Work instructions:
Rewrite the data, starting at its first line and ending at the line containing "point(860, 97)", with "locator" substituted for each "pointer" and nothing else altered. Omit the pictures.

(Records from a collection)
# # # # #

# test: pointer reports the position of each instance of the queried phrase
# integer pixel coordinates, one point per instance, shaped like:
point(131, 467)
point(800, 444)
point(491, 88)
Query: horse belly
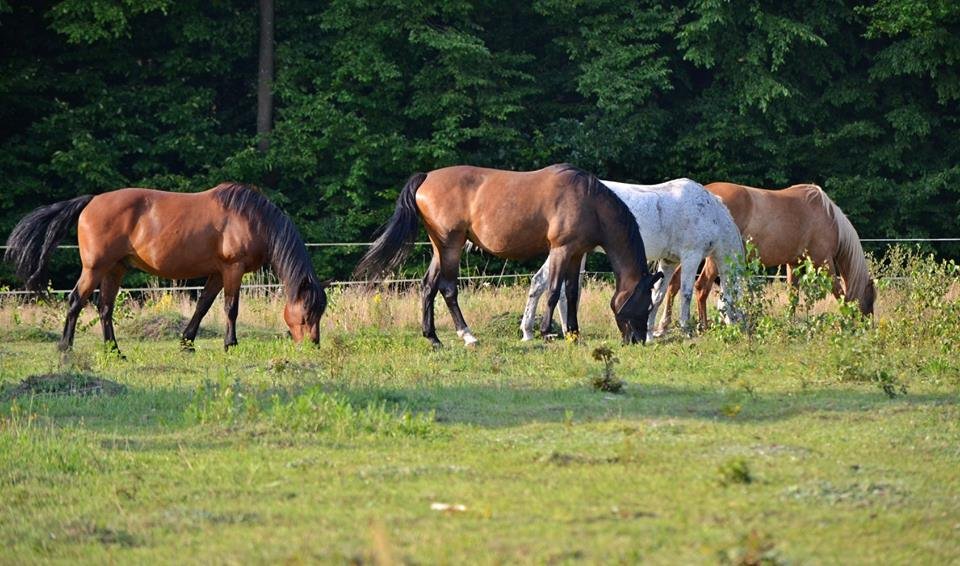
point(515, 239)
point(176, 252)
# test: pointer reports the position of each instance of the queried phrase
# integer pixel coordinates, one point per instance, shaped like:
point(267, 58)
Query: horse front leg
point(557, 262)
point(109, 288)
point(570, 300)
point(562, 304)
point(703, 286)
point(78, 297)
point(210, 290)
point(671, 292)
point(232, 278)
point(537, 287)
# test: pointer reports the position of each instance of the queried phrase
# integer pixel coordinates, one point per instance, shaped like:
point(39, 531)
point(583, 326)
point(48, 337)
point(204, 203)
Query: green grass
point(789, 447)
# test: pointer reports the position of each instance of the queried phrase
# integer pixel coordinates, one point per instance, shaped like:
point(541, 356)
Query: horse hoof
point(573, 336)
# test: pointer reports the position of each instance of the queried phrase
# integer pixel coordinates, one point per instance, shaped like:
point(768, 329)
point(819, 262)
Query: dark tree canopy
point(860, 97)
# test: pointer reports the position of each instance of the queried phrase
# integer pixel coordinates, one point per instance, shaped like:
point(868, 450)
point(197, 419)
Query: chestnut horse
point(559, 210)
point(220, 234)
point(787, 225)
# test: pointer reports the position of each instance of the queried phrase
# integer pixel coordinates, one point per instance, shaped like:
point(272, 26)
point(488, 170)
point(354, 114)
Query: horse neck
point(626, 254)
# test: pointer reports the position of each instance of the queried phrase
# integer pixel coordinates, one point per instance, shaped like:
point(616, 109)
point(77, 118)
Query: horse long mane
point(850, 259)
point(622, 221)
point(286, 252)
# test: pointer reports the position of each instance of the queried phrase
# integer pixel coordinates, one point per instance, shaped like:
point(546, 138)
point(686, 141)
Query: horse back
point(515, 215)
point(178, 235)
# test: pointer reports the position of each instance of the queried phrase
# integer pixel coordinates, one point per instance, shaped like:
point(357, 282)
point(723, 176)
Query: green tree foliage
point(861, 99)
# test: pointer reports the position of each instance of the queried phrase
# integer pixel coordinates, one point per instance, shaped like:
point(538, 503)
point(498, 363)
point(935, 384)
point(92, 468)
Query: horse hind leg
point(703, 286)
point(109, 288)
point(449, 268)
point(688, 267)
point(232, 278)
point(559, 264)
point(210, 290)
point(538, 285)
point(672, 290)
point(569, 300)
point(86, 284)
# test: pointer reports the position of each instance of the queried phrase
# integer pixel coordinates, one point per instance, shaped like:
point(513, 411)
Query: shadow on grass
point(493, 406)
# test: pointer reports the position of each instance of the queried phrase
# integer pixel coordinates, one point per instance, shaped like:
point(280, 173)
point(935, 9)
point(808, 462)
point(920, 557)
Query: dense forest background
point(859, 97)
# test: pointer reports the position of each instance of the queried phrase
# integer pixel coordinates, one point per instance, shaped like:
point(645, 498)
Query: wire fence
point(499, 277)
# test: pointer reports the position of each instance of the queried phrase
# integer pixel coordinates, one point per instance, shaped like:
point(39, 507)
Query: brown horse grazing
point(787, 225)
point(559, 210)
point(220, 234)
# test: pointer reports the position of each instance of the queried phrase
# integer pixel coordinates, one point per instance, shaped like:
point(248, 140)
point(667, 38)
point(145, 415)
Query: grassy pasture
point(818, 440)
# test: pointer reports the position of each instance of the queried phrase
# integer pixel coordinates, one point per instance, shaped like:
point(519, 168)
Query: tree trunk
point(265, 76)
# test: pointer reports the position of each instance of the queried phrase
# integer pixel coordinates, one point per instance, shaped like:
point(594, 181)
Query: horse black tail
point(396, 236)
point(34, 238)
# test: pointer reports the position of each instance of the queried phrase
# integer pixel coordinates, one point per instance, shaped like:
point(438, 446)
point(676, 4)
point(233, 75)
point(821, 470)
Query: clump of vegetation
point(754, 549)
point(735, 471)
point(607, 380)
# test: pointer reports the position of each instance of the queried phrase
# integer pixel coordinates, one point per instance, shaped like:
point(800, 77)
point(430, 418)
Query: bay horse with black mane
point(559, 210)
point(220, 234)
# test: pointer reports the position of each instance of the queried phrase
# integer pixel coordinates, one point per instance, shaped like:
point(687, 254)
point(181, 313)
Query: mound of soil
point(508, 324)
point(78, 384)
point(28, 334)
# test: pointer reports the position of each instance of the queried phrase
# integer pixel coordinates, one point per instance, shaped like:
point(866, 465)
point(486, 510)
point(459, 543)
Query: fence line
point(500, 276)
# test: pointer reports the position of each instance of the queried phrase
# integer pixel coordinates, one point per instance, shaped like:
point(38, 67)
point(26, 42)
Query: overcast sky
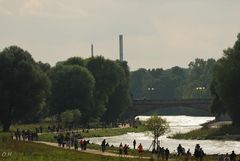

# # # # #

Solved problem:
# test: locator reports the position of each instance of the queried phrase
# integer pixel coordinates, one point per instance, shaped like:
point(131, 467)
point(800, 444)
point(491, 88)
Query: horse belly
point(515, 239)
point(176, 252)
# test: locator reports the position of each instance of the queried phrase
# integer pixel coordinates, one point per instance, shaped like:
point(267, 58)
Query: horse front leg
point(557, 262)
point(109, 288)
point(570, 300)
point(562, 304)
point(703, 286)
point(78, 297)
point(210, 290)
point(671, 292)
point(232, 278)
point(537, 287)
# test: locator reports the position of each instance of the queried phrase
# integer pixel coordinates, one point per instance, shaped like:
point(39, 531)
point(583, 326)
point(48, 337)
point(204, 203)
Query: green grass
point(789, 447)
# test: locator reports the position of each instance of the queried phrase
# integer pixel coordinates, one point per instance, shaped like:
point(541, 356)
Query: horse hoof
point(573, 336)
# test: locator reports the position of each instance of the queried phrase
# integer pixel coordinates, one point per instance, shaped like:
point(768, 329)
point(819, 262)
Query: dark tree canopy
point(860, 97)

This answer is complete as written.